→ **Aim of the exercise**
Please state how many foodbanks the UK has, according to the reflection on the Beatitudes.

→ **Source extract**
-=-=-
The Beatitudes: Blessed Are Those Who Hunger and Thirst For Righteousness
Luke 1:46-55, Matt 5:6
The UK has more than 400 foodbanks. In the last six months alone, they have given out over half a million food parcels to individuals or families in need- and yet we’re the fifth biggest economy in the world. Supermarkets are beginning to change their practice on discarding unsold food at the end of the day, but levels of food waste are still scandalously high.
The Bible repeatedly uses images of food and drink as a metaphor for justice and fulfilment. When Mary hears Gabriel’s message that she is to become the mother of Jesus, she breaks out into a song of radical reversal: ‘God has filled the hungry with good things, but he has sent the rich away empty’. For too long, those who were literally hungry, or hungry for justice, were expected to wait for fulfilment: if you were patient in this life you would get your reward in eternity, so there was no point in protesting. It’s possible to read the Beatitudes that way too: ‘Blessed are you who hunger now, for you shall be filled’. But Mary suggests something different. Mary’s whole song is a challenge to the accepted order of things. The great, the powerful, the proud have to make way now for the poor, the hungry, those on the edge. Instead of having to wait endlessly for food, or justice, she speaks as if it has already happened- as if nothing is impossible.
I’m writing just as massive change is unfolding in Zimbabwe. A reversal which once seemed impossible has finally happened. There’s still a very long way to go; but those who have worked and prayed for justice there, who still hunger and thirst for righteousness elsewhere, are singing Mary’s song.
a) At the end of the term, work together with your local church, your university chaplaincy and/or your student union to collect unused, in-date food from student kitchens which can be donated to the local foodbank or homeless shelter. As Christmas approaches, there are a lot of families who won’t be able to afford treats or presents for their children, so chocolates, sweets and toys are especially welcome.
-=-=-
→ **Records supplied**
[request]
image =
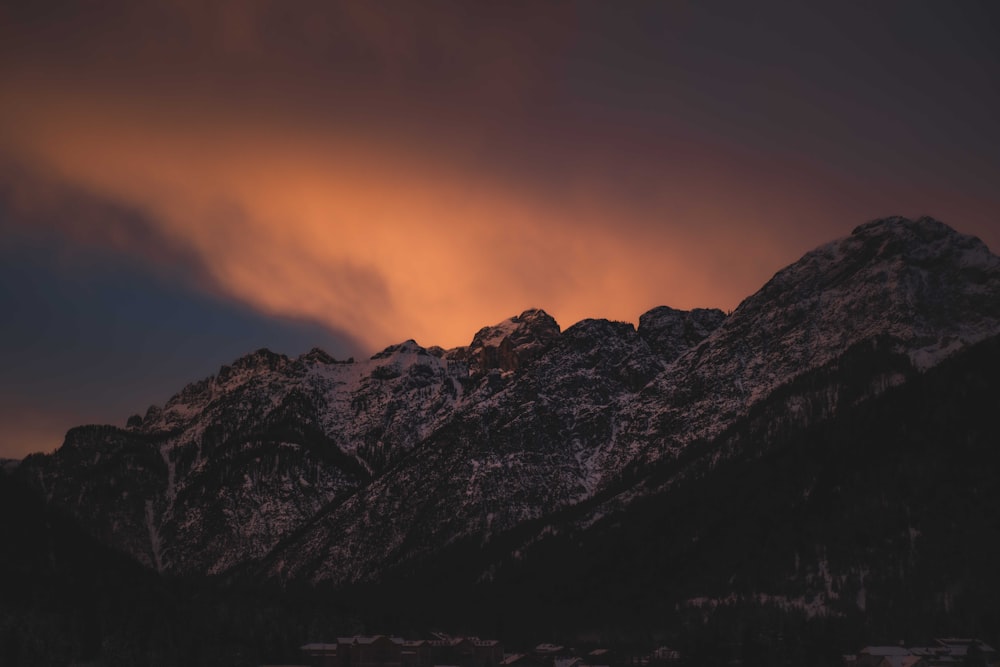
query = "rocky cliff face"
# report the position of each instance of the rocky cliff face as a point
(312, 469)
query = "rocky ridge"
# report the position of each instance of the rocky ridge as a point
(319, 470)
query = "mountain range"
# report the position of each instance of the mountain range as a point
(826, 450)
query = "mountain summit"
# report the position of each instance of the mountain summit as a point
(318, 470)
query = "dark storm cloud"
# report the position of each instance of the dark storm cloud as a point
(395, 170)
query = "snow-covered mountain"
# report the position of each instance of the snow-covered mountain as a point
(314, 469)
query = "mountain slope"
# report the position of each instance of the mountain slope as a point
(322, 471)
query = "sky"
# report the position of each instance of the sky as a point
(184, 182)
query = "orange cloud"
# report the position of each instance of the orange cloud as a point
(345, 228)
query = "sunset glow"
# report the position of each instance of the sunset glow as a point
(388, 172)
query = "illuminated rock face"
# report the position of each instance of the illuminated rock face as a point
(323, 470)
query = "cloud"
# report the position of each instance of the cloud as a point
(400, 171)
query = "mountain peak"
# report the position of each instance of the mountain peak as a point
(508, 345)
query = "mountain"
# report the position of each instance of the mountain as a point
(533, 447)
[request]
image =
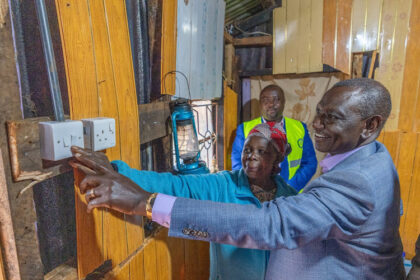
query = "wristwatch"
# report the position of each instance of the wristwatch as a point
(149, 205)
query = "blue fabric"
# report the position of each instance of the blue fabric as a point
(307, 166)
(226, 261)
(345, 224)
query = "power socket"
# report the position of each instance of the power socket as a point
(56, 138)
(99, 133)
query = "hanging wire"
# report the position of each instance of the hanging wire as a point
(186, 80)
(250, 33)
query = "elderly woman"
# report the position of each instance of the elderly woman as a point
(265, 147)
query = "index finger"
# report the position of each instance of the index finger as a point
(89, 182)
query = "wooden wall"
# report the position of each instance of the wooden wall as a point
(297, 37)
(392, 28)
(405, 141)
(168, 47)
(230, 122)
(100, 82)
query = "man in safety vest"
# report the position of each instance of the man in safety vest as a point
(300, 165)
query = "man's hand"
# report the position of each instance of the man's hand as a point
(103, 187)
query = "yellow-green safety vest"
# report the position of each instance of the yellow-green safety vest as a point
(295, 132)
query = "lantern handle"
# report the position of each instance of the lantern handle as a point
(174, 72)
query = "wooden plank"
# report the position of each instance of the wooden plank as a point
(343, 37)
(168, 45)
(292, 15)
(230, 122)
(228, 38)
(2, 275)
(359, 17)
(357, 66)
(118, 231)
(79, 60)
(373, 21)
(412, 222)
(398, 61)
(329, 24)
(366, 18)
(83, 98)
(259, 41)
(150, 265)
(391, 141)
(177, 251)
(228, 63)
(137, 267)
(108, 107)
(279, 39)
(409, 119)
(9, 261)
(304, 36)
(381, 137)
(315, 59)
(394, 31)
(405, 169)
(372, 64)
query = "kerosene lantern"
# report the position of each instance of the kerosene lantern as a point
(187, 151)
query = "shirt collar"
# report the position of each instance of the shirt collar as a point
(330, 161)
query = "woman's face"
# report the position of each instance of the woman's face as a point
(259, 158)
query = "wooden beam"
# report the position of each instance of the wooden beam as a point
(260, 41)
(228, 38)
(153, 121)
(258, 72)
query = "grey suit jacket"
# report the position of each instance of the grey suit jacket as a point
(343, 226)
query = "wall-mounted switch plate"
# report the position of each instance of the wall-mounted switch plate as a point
(99, 133)
(56, 138)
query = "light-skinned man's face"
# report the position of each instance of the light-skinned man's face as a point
(338, 125)
(272, 104)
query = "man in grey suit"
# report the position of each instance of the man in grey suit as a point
(343, 226)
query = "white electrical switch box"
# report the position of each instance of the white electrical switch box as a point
(56, 138)
(99, 133)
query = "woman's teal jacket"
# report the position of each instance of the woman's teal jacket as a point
(226, 261)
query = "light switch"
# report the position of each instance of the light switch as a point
(99, 133)
(56, 138)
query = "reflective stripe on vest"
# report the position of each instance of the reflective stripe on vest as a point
(295, 133)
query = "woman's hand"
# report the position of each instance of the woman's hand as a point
(104, 187)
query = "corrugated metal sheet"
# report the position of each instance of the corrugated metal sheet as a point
(241, 9)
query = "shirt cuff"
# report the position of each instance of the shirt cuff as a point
(162, 209)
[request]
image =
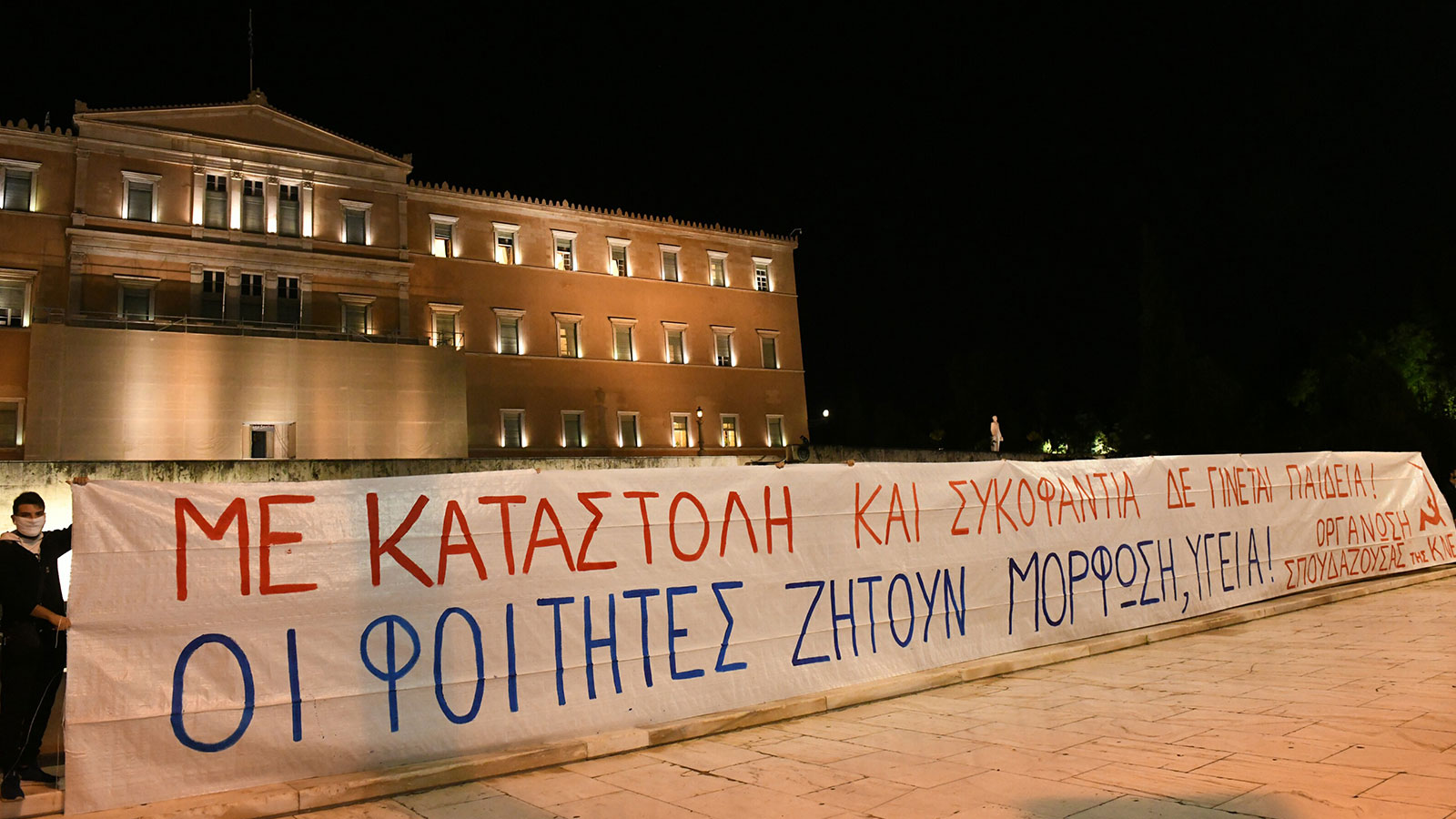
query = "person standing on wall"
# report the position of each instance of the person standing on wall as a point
-=-=-
→ **Output for this task**
More than 400.